SHORT EXERCISE 1
Translate this sentence from the passage on narrowband thermal emission into Spanish: "Such a capability is of importance for thermal source design in general."
SHORT EXERCISE 2
Reproduce the passage on narrowband thermal emission word for word from "In general, a" up to and including "the one-dimensional case.".

SOURCE DOCUMENT
As an illustration, we consider two examples shown in Fig. 6. In Fig. 6(b), the thickness of the SiC slab is 0.45μm, the period is 1.08μm, the radius of vacuum hole is 0.18μm, the vacuum gap size is 0.07μm. In this structure, the normal incident wave is critically coupled to the lowest-order TE-like resonance, which results in a unity emissivity peak at 0.6eV, whereas the lowest-order TM-like resonance located at 0.637eV is under coupled and hence has a strongly suppressed thermal emissivity. In Fig. 6(c), the thickness of the SiC slab is 0.58μm, the period is 1.03μm, the radius of vacuum hole is 0.10μm, the vacuum gap size is 0.13μm. Here the lowest order TM-like resonance satisfies the critical coupling condition, resulting in an unity emissivity peak centered at 0.6eV, whereas the lowest-order TE-like resonance, located at 0.57eV, is over coupled with suppressed emissivity. These examples show that one can achieve critical coupling with two-dimensional photonic crystal slab system, and moreover generate a single emissivity peak that has its energy well separated from all other emissivity peaks in the system.

In general, a two-dimensional lattice has a more extensive set of reciprocal lattice vectors. And consequently there are more resonant peaks in the emissivity spectrum, as we indeed observe when we compare the plots shown in Fig. 6 with any of the spectra that we show for the one-dimensional case.

5. Conclusion

In summary, we show that narrowband thermal emission can be achieved, by placing a photonic crystal slab on top of a flat tungsten surface separated by a vacuum gap, and by designing the parameters of the structure such that the lowest order guided resonance reaches critical coupling. This method achieves strong modifications of the spectral emissivity without the need to create tungsten nanostructures, which is expected to significantly improve the structure stability of tungsten based thermal emitters. This class of structures also offer wide tunablity range for both the linewidth and the position of the emissivity peak while maintaining unity emissivity. Such a capability is of importance for thermal source design in general. While for illustration purposes we have focused on creating a narrowband tungsten emitter that emits strongly near an energy of 0.6eV, the same principle can be applied for other wavelength ranges and other material systems as well. Finally, the aspect of near-field coupling between a thermal emitter and a dielectric structure has been previously used to demonstrate a thermal exaction scheme [36]. Therefore, an interesting future opportunity is to combine the concept here with the thermal exaction scheme to achieve narrowband thermal emission with power beyond the apparent blackbody limit.

DATASET EXTRACT
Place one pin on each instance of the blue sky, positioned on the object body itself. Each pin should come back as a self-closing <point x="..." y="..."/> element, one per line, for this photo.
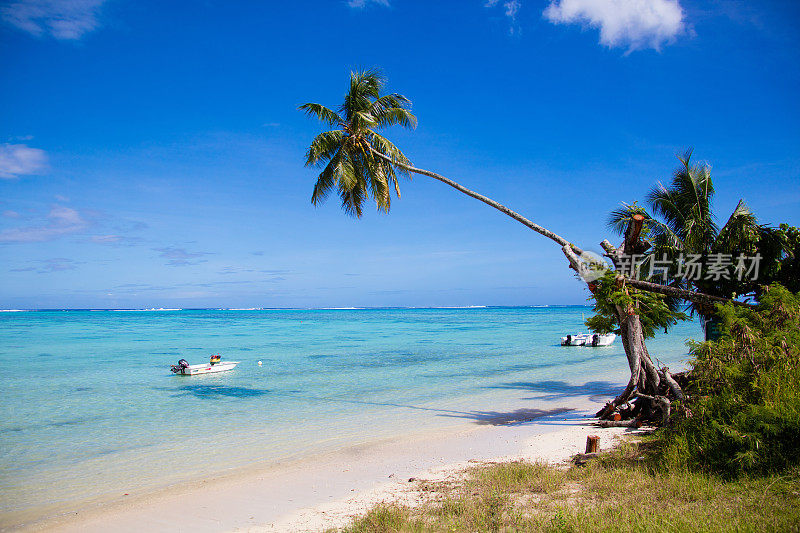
<point x="151" y="154"/>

TASK OUTPUT 1
Tal capacidad es importante para el diseño de fuentes térmicas en general.

TASK OUTPUT 2
In general, a two-dimensional lattice has a more extensive set of reciprocal lattice vectors. And consequently there are more resonant peaks in the emissivity spectrum, as we indeed observe when we compare the plots shown in Fig. 6 with any of the spectra that we show for the one-dimensional case.